> **Exercise aim**
Translate this sentence from the text on cheatgrass and pronghorn diets into Spanish: "As the smallest North American ruminant, pronghorns are concentrate selectors."

> **Document section**
··········

The spread of cheatgrass likely won’t be the final nail in mule deer’s coffin, but it will be one of many contributing to their continued decline. Unlike many studies that focus exclusively on declines, however, this one carries a rather large kernel of hope. When treating cheatgrass with herbicides in a targeted and strategic way, land managers can start to win the fight and mule deer will also return.
 
Here is another interesting article about pronghorn diets. I've included some of points below on why pronghorn diets are so highly dependent on high nutrition browse and what impacts drought has on pronghorn.


Ultimately, body size is the most important factor in determining intake rate and diet quality in ruminant herbivores. As the smallest North American ruminant, pronghorns are concentrate selectors. The amount of air-dried forage needed to maintain an adult pronghorn averages just 2.5–3.0 lbs. per day, but their relatively small body size poses limitations for ingestion. The pronghorn’s relatively small rumen means they must choose wisely when ingesting forage and make food choices based heavily on nutritional quality to meet metabolic demands. The diet of pronghorns varies in two ways: botanically in the proportion of grasses, forbs and browse, and in digestibility. Because digestive space for small-bodied ruminants is at a premium, the most selective feeders tend to have the most botanically diverse diets and tend to avoid excessively fibrous vegetation.

··········

> **Entries shown**

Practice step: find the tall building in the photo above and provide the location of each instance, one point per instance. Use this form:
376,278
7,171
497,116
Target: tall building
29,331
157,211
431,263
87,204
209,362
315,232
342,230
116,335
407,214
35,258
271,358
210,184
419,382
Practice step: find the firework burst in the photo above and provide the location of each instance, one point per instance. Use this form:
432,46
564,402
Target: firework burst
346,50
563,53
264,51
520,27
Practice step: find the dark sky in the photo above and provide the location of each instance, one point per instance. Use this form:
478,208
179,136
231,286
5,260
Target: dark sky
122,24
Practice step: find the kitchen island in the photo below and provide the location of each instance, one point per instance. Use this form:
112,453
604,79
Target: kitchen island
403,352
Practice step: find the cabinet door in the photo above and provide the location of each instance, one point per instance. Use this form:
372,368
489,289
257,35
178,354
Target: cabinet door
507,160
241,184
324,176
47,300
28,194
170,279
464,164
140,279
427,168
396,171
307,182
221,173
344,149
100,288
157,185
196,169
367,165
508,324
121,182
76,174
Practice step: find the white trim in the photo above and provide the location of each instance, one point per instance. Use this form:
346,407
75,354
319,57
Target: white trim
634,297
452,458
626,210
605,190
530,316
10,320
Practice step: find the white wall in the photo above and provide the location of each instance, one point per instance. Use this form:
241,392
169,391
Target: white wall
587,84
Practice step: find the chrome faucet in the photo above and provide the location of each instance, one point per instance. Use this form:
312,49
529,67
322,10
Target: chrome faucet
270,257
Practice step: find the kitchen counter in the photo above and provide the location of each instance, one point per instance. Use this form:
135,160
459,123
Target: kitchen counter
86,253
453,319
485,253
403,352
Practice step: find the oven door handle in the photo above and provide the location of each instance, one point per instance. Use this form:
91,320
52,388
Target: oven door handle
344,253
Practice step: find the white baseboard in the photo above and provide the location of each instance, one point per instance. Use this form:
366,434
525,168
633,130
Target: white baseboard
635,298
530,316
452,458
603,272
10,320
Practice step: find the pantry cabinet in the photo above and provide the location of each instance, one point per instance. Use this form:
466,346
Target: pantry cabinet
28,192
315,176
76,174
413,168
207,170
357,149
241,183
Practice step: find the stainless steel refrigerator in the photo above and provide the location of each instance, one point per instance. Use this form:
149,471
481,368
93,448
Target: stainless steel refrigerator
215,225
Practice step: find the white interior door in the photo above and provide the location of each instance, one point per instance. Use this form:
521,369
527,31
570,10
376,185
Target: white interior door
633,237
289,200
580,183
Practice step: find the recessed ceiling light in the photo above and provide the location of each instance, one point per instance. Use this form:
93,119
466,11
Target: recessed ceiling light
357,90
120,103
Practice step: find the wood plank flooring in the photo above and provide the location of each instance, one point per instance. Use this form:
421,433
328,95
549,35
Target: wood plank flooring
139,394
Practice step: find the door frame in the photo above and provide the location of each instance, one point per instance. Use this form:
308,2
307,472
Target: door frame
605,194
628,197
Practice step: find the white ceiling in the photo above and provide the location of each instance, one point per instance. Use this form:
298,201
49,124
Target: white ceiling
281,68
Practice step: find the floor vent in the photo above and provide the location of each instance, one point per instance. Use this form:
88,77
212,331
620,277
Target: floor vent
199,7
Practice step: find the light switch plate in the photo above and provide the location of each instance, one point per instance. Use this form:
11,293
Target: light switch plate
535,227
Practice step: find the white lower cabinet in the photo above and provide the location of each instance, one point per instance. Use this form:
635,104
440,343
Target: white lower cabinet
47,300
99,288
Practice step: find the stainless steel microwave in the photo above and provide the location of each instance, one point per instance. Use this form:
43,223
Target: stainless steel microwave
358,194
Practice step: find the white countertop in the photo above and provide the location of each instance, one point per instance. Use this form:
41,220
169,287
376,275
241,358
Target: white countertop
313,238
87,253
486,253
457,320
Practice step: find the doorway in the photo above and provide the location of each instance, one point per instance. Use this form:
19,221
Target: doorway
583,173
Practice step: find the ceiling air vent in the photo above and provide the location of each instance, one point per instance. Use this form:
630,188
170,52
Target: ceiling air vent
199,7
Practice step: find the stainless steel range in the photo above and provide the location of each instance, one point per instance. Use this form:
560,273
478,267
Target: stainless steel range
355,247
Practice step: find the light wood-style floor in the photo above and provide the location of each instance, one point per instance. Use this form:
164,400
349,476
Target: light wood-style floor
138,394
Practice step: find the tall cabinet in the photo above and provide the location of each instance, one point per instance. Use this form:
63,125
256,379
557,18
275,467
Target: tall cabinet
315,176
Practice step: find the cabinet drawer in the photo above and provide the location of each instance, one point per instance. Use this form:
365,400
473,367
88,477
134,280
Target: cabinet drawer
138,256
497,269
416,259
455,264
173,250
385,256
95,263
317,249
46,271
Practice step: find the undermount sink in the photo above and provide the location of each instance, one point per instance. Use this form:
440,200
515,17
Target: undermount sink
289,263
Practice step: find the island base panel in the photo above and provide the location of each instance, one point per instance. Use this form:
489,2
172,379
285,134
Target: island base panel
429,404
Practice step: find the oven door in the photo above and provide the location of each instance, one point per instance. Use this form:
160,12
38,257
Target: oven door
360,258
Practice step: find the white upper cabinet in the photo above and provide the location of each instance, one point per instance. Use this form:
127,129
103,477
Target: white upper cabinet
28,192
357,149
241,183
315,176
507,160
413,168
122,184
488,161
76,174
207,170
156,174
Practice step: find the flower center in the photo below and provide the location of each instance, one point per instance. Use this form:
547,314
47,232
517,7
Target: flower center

··········

> **Result of the exercise**
Al ser el rumiante más pequeño de Norteamérica, los berrendos son selectores de concentrado.